◆ **Page text**
Samsung Electronics was kind enough to invite us at its Exynos 5250 presentation, where the company's first multicore Cortex-A15 processor was chillaxing in the corner, powering an anorexic screen with the monster 2560x1600 pixels of resolution.

The theme of the presentation was to showcase Samsung's breakthrough achievement of building mobile system-on-a-chip (SoC) with the 32nm technology, and the wonders for battery life it brings, as well as some extra features, like wireless video streaming over UWB.

The current Cortex-A9 dual- or quad-core chips, like NVIDIA's Tegra 3 in the Transformer Prime, are built with the 45nm process, so 32nm is a significant step towards more powerful, yet more frugal devices. With the die shrinkage you can fit more transistors on the same space, increasing performance, or opt for similar performance and smaller footprint, compared to the 45nm silicon.

◆ **Data provided**
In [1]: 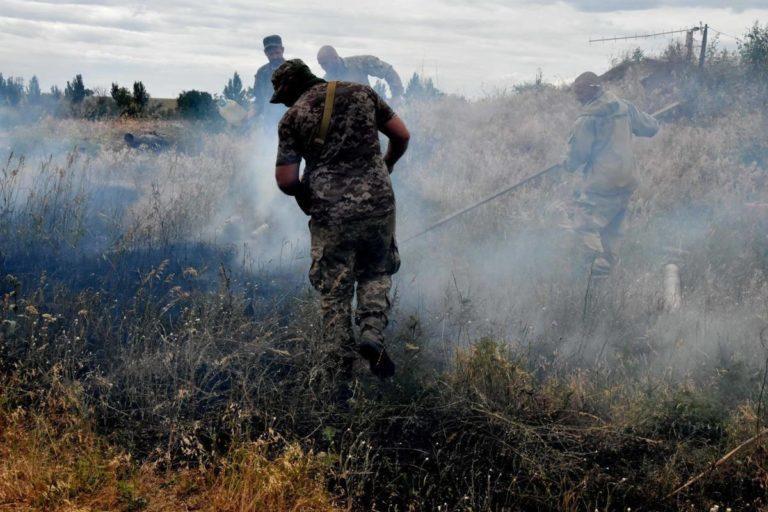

◆ **Work to complete**
1. Print the stretch of the Exynos 5250 article from "The theme of" through "streaming over UWB.".
2. In the Exynos 5250 article, what manufacturing process are current Cortex-A9 chips such as NVIDIA's Tegra 3 built with?

◆ **Responses in order**
1.
The theme of the presentation was to showcase Samsung's breakthrough achievement of building mobile system-on-a-chip (SoC) with the 32nm technology, and the wonders for battery life it brings, as well as some extra features, like wireless video streaming over UWB.

2. The 45nm process.